* REQUEST: Report every line of the material below that contains the word "soil", copying each line in full.

* DATA:
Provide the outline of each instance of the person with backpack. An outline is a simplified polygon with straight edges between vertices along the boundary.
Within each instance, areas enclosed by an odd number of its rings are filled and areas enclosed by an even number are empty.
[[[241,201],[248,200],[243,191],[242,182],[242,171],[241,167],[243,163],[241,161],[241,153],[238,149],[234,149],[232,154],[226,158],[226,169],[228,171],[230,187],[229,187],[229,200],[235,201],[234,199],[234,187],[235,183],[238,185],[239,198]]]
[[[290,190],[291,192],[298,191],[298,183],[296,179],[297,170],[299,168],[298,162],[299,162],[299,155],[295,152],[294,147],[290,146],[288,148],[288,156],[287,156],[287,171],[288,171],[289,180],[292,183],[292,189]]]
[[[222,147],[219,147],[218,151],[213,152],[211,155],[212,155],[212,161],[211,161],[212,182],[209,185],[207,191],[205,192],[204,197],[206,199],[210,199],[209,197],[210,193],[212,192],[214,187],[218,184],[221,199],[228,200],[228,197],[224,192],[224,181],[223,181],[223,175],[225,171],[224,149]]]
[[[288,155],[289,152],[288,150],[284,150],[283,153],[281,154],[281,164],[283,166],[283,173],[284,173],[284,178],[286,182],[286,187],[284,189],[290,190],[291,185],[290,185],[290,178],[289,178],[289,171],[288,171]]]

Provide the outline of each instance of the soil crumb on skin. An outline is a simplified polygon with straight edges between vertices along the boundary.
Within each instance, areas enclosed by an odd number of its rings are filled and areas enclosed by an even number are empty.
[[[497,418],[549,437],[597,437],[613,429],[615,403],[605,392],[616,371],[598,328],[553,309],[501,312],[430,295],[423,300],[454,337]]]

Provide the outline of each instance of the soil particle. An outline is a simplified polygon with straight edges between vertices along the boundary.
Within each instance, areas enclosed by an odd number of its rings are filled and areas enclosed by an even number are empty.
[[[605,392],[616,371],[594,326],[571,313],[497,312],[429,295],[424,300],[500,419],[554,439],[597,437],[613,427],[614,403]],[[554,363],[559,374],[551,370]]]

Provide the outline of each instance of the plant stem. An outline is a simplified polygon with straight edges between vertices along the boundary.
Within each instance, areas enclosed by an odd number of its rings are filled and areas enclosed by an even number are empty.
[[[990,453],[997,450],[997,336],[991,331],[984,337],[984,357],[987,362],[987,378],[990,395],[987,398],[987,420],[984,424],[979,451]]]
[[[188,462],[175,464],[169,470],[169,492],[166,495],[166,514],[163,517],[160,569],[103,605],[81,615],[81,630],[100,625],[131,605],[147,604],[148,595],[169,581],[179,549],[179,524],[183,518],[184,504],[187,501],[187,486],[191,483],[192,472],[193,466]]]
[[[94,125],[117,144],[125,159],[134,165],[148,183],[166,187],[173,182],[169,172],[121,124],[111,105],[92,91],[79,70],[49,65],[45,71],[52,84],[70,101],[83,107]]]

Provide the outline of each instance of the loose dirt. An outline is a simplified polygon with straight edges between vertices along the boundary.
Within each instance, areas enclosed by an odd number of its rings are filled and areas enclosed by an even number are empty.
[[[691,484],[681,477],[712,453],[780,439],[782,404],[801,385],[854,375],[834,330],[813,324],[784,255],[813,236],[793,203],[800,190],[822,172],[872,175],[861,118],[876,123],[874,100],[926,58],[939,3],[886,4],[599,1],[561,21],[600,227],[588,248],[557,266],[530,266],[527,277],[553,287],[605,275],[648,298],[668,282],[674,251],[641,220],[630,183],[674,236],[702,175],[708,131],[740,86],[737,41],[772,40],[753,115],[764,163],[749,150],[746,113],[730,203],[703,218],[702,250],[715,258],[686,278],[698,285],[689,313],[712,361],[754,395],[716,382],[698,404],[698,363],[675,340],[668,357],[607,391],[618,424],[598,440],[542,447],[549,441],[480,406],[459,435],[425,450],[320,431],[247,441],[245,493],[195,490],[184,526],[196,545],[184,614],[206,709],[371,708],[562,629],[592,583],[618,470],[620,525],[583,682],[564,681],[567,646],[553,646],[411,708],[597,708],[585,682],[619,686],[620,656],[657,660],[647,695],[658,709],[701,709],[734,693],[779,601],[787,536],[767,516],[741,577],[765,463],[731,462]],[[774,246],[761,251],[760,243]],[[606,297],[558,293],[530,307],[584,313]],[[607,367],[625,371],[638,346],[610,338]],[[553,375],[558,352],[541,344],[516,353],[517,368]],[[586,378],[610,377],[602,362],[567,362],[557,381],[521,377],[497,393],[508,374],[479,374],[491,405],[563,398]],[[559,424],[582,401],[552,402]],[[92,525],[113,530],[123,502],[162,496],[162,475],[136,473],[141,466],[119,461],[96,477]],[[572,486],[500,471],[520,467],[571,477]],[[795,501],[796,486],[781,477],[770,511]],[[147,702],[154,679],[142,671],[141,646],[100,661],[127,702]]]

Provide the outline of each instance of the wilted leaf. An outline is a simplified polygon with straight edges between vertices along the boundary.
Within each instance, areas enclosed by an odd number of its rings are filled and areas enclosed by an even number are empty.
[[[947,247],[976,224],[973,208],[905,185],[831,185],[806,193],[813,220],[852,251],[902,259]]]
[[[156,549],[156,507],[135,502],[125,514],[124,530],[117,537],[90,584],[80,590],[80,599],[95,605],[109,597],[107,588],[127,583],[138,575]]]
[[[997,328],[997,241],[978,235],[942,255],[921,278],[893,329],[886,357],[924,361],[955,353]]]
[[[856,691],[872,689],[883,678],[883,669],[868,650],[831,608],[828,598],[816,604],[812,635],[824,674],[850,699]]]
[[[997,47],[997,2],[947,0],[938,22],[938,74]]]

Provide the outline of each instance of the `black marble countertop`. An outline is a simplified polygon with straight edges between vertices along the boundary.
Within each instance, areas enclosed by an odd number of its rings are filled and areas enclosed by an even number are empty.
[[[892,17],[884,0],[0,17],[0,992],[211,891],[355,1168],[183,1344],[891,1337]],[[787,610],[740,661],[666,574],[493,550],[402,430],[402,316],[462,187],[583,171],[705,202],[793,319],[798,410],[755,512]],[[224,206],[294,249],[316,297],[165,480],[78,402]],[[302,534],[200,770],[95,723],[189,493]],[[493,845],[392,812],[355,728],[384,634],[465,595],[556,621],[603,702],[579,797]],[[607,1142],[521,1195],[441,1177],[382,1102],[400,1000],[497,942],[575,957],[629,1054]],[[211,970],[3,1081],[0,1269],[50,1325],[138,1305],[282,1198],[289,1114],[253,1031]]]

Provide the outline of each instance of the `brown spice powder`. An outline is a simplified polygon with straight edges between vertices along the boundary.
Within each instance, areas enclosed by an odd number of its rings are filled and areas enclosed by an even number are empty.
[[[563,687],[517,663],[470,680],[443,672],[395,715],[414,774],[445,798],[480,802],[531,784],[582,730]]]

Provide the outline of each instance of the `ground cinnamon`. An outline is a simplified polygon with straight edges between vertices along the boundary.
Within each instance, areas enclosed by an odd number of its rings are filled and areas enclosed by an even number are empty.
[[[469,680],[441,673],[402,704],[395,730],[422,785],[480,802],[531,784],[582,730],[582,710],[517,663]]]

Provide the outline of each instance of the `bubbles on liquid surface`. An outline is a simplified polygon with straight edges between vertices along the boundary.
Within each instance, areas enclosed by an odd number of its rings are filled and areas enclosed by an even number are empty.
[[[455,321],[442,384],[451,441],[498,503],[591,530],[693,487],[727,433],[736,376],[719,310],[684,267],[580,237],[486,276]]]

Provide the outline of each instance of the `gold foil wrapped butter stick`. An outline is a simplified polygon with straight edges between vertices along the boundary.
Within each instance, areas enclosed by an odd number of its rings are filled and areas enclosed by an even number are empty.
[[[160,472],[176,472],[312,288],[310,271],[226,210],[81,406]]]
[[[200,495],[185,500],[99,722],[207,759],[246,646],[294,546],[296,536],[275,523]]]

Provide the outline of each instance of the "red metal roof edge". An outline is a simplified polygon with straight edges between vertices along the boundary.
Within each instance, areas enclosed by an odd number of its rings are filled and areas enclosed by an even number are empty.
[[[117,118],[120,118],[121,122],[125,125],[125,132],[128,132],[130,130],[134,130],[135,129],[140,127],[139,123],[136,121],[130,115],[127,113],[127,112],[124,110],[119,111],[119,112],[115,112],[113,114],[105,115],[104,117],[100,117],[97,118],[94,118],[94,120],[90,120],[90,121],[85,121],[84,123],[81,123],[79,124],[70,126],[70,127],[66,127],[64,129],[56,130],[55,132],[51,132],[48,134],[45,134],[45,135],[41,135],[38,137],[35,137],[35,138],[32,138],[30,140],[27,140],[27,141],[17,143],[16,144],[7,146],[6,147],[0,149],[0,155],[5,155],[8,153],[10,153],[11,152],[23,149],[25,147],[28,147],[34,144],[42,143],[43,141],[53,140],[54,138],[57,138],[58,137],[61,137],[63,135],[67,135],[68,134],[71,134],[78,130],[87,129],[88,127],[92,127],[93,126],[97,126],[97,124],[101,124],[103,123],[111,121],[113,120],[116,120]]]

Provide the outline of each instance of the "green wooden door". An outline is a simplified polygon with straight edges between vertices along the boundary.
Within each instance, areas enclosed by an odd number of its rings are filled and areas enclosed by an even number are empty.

* THE REPLY:
Provide the outline of each instance of the soil crumb on skin. An outline is a simplified polygon with straight edges between vertices along the boundary.
Provide the outline of each instance of the soil particle. An outline is a simplified polygon with straight edges between vertices along the boundary.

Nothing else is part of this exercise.